WORK TO COMPLETE :: Locate each line in the entries below that contains the word "pixels" and copy every such line.

SOURCE DATA ::
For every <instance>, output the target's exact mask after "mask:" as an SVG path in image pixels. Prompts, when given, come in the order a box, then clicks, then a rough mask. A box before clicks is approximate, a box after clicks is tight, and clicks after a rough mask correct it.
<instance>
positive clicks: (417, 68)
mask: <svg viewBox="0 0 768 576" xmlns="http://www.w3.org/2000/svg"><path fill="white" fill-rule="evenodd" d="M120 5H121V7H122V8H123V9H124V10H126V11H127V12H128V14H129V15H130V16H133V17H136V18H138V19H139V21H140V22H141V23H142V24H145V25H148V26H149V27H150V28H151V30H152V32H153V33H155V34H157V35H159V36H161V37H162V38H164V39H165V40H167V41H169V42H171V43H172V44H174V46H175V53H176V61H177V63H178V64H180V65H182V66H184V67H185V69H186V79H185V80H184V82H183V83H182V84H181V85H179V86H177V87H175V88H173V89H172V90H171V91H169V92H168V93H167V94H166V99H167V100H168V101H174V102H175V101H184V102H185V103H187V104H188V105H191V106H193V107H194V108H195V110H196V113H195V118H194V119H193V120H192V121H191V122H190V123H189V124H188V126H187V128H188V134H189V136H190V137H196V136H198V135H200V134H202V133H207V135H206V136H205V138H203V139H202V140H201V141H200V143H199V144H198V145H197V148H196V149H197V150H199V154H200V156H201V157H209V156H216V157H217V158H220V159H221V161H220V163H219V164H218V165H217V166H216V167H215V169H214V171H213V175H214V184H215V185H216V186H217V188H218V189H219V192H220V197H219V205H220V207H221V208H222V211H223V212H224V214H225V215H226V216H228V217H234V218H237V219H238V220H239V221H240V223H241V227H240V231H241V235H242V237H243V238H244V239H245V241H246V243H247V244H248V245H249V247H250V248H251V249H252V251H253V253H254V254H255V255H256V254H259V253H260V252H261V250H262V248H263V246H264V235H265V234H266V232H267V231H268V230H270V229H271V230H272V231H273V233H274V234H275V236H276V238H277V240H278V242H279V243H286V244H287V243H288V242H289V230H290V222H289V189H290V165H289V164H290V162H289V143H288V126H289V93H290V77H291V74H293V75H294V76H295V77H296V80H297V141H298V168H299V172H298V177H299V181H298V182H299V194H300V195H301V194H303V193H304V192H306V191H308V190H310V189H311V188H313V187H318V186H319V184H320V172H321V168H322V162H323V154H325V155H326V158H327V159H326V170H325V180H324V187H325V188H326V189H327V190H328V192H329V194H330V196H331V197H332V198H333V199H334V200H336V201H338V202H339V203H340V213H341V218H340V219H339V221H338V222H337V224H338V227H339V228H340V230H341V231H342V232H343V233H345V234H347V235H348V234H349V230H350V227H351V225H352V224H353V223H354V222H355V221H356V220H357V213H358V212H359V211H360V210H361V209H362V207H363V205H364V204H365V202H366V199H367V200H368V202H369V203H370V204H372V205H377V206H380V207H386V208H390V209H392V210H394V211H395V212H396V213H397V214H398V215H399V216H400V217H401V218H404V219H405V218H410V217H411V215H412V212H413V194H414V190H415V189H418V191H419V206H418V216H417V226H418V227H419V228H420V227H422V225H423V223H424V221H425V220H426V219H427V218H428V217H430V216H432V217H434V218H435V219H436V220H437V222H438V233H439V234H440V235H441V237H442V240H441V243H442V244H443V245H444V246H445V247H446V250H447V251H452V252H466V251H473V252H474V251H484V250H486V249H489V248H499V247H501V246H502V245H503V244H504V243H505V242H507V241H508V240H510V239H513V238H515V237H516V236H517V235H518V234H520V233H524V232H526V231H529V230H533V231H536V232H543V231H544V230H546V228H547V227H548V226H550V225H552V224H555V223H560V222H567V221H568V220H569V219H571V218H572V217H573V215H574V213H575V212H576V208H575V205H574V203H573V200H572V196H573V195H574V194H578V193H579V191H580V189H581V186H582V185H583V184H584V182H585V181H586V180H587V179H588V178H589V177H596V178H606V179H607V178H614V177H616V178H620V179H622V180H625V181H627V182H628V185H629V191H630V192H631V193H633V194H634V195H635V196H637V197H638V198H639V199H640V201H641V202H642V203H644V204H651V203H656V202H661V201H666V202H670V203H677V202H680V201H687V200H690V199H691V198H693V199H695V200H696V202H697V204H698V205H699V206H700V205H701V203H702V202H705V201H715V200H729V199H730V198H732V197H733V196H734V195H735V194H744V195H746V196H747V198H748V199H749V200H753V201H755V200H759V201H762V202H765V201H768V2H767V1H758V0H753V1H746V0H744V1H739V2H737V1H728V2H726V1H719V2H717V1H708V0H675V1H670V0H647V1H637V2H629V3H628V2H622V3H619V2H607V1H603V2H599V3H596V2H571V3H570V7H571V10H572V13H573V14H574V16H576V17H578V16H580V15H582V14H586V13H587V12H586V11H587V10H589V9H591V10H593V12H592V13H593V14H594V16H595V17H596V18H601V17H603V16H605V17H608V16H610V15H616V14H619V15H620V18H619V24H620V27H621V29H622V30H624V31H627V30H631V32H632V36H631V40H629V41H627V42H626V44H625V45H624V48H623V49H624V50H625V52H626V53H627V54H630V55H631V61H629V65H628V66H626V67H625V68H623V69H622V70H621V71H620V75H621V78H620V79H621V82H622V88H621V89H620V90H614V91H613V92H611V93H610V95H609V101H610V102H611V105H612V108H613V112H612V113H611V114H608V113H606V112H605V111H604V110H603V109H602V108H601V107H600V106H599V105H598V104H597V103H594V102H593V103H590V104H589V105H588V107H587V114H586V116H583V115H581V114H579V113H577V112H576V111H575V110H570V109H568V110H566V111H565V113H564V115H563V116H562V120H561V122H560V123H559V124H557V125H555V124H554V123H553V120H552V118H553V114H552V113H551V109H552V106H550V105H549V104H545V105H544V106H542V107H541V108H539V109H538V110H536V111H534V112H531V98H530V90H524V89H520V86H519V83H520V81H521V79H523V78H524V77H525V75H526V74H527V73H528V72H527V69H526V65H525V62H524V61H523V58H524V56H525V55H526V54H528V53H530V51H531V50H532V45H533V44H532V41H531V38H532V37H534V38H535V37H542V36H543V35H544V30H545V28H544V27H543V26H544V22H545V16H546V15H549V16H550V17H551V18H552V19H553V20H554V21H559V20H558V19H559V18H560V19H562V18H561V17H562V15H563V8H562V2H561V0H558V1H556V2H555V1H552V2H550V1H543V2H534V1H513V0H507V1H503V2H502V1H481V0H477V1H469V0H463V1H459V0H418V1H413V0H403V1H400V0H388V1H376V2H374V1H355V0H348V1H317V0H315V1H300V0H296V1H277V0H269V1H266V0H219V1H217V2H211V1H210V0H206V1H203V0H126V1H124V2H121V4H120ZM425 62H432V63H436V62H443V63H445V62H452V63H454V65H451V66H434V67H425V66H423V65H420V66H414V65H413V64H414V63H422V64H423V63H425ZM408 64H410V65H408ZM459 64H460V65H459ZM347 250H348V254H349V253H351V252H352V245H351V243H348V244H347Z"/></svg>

---

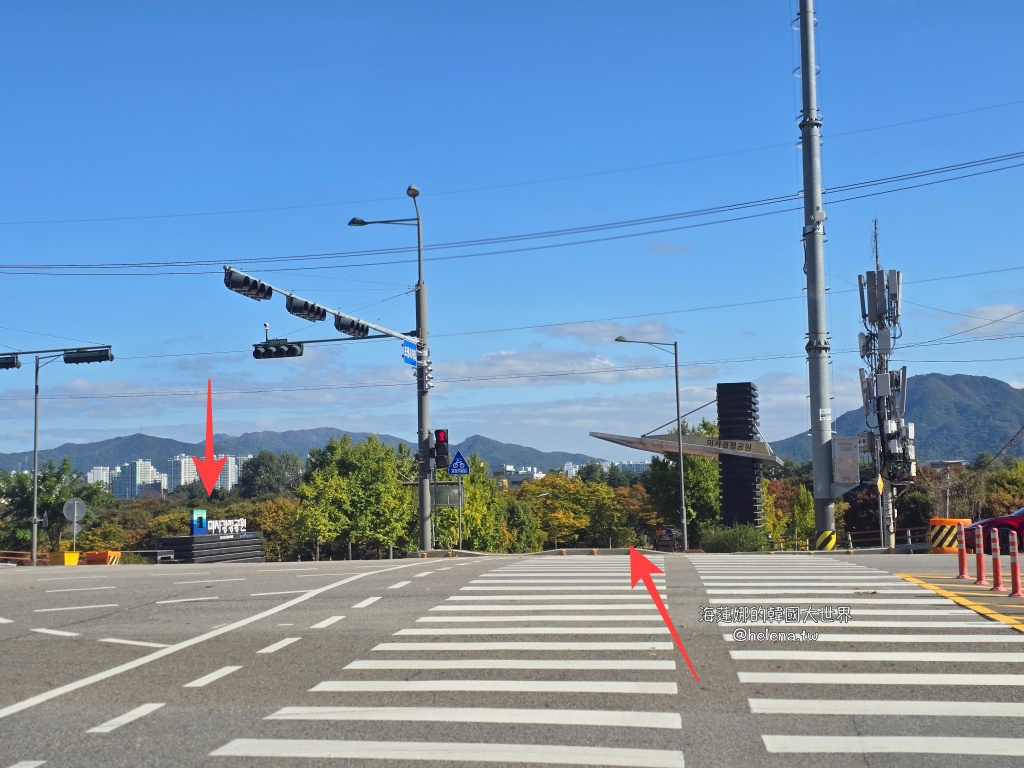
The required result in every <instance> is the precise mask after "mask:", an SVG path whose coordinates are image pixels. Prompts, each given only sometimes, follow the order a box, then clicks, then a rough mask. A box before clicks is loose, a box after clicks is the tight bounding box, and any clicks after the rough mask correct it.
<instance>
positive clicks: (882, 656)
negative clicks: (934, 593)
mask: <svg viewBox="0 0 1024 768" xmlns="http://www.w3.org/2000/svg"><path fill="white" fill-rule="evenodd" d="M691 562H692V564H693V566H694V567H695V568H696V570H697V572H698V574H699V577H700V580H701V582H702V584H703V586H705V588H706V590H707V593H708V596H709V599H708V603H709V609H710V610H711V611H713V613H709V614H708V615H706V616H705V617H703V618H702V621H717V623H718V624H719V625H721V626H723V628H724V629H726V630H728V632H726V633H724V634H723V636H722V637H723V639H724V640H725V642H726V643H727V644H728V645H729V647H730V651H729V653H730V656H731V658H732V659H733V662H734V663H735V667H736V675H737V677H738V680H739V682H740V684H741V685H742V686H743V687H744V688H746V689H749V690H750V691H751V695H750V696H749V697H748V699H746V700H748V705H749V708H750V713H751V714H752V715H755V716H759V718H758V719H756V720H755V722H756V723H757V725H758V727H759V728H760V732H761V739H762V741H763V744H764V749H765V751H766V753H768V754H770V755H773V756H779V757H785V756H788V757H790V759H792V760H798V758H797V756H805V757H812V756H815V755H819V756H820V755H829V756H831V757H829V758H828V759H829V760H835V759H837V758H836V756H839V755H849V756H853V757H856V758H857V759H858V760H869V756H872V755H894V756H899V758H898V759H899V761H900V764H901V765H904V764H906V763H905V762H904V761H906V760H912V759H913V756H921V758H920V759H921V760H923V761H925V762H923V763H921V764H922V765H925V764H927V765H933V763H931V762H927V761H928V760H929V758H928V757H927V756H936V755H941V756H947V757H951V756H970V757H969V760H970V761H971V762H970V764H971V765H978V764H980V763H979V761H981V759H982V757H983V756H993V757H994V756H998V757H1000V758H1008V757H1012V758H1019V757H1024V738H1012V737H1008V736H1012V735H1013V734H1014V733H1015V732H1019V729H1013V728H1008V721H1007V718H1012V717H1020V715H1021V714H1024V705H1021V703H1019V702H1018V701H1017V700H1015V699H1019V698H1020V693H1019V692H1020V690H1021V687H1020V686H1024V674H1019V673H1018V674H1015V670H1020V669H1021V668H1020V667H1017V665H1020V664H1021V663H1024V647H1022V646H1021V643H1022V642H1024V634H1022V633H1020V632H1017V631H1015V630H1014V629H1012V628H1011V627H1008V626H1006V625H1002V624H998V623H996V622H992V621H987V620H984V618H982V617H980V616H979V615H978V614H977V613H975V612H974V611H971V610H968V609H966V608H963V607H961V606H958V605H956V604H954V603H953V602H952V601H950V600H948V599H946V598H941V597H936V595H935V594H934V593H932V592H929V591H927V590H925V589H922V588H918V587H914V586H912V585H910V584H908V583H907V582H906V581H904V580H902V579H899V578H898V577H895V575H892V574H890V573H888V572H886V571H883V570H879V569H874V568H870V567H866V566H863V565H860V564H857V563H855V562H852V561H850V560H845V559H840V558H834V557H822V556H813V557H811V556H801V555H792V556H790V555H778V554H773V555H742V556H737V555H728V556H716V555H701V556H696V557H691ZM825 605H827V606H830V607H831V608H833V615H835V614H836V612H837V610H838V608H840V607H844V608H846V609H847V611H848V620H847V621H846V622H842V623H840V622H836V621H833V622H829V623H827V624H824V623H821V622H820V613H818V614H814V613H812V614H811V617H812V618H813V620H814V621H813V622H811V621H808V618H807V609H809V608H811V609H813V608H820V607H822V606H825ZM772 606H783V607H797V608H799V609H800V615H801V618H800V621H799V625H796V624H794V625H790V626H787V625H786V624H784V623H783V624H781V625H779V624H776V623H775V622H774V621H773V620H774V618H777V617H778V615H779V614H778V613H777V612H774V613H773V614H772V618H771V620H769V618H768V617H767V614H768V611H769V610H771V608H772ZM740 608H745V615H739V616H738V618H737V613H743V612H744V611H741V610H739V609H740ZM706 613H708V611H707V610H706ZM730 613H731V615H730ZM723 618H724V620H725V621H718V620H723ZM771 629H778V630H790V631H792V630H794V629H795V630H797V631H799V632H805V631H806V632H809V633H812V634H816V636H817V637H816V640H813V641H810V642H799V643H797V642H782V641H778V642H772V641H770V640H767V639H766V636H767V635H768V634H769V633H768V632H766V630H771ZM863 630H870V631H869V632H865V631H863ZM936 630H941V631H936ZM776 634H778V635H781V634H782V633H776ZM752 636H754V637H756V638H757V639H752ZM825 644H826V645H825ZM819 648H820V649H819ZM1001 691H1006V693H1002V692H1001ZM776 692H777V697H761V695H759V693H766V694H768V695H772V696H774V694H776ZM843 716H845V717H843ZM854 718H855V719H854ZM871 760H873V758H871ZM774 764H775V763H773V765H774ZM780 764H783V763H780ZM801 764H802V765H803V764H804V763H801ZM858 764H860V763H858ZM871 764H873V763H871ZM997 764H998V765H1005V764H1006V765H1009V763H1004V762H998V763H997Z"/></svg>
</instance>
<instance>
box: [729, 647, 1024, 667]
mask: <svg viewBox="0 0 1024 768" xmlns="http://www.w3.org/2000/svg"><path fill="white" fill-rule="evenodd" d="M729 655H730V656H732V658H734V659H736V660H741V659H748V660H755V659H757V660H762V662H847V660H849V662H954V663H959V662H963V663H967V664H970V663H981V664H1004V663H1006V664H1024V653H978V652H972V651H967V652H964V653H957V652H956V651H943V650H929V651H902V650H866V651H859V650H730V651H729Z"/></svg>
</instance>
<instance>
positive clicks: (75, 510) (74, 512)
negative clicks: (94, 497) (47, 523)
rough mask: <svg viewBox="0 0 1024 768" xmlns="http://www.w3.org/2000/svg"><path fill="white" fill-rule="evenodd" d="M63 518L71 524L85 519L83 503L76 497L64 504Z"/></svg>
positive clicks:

...

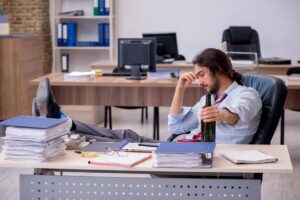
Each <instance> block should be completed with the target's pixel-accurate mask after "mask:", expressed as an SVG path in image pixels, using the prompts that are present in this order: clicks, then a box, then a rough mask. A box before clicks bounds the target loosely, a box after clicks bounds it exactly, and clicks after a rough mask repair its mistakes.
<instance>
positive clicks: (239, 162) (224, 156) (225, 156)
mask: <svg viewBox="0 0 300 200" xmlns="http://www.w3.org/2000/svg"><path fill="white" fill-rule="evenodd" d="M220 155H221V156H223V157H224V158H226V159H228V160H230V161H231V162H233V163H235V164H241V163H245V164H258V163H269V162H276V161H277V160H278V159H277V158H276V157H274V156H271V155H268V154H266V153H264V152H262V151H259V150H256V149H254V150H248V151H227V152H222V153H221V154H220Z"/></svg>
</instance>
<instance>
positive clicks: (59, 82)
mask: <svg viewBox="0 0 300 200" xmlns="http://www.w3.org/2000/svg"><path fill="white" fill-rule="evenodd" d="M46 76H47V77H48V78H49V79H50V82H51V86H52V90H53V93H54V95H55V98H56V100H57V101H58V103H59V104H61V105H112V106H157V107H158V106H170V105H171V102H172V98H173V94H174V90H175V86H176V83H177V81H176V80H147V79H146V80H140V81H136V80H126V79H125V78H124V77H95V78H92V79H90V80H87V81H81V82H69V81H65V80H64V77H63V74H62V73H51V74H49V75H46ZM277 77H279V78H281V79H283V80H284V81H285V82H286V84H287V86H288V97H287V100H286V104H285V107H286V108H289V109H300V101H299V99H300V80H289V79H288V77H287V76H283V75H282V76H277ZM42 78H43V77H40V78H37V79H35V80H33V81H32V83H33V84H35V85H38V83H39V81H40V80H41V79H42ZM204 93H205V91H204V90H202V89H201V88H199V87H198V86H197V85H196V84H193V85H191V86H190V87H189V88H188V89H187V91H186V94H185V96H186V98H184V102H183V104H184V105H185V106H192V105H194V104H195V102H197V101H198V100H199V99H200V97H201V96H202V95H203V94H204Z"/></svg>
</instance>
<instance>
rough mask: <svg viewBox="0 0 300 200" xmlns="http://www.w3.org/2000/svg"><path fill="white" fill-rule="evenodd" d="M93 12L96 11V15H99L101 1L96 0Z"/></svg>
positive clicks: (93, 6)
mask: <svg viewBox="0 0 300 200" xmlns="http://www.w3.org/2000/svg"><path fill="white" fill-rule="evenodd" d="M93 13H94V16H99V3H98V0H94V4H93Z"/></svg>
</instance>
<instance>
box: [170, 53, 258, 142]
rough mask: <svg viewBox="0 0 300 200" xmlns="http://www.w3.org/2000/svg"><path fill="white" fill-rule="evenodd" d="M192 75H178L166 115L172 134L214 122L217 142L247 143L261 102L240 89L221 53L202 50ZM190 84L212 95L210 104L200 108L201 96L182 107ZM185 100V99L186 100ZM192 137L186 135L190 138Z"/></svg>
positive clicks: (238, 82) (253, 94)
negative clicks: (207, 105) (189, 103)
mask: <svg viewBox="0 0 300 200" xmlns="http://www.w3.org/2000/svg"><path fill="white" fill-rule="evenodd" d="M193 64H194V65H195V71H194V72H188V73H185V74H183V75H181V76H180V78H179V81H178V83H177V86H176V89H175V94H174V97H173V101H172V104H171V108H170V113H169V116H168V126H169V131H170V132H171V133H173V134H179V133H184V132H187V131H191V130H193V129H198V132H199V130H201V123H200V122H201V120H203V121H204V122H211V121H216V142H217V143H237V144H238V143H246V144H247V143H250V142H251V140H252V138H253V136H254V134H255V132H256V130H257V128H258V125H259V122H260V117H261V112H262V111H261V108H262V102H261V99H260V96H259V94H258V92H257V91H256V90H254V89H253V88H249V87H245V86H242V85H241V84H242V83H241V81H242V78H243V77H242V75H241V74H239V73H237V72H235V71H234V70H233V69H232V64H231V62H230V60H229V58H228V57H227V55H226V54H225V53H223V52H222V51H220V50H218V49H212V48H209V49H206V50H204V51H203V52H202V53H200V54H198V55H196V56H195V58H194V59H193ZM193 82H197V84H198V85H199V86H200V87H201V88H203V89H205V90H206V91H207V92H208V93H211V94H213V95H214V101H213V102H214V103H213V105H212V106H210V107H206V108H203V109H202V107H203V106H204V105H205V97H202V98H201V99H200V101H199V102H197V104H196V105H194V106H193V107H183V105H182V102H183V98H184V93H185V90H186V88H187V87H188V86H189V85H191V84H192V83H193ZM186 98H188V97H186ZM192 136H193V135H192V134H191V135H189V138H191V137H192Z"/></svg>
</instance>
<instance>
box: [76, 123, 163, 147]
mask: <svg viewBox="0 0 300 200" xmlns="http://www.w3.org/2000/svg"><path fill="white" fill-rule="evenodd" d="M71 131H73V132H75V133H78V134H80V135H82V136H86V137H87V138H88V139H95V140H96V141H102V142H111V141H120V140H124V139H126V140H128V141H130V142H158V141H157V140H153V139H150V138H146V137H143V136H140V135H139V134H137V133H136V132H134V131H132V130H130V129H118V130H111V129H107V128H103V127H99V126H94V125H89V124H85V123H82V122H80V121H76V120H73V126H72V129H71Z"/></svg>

ANSWER BELOW ::
For every <instance>, output the target's exact mask after "mask:" as an SVG path in image pixels. Prompts, when given, come in the order a box, then clicks, then a rough mask. A box before clicks is approximate, a box after clicks is tight, and clicks after a rough mask correct it.
The required result in every <instance> is the precise mask after "mask:", an SVG path whose coordinates are image pixels. Prompts, each given only sometimes, follow the order a box, then clicks, then a rough mask. A box before clicks is loose, a box after clicks is the tight bounding box, and any clicks after the rough mask correct it.
Each <instance> block should be completed with the target's pixel-accurate mask after "mask:", expressed as an SVG path in image pixels, using the prompts that are present in this order: clicks, then a box, then a rough mask. A box before clicks bounds the target loosely, a box after clicks bounds it exactly, and clicks after a rough mask repair its mistakes.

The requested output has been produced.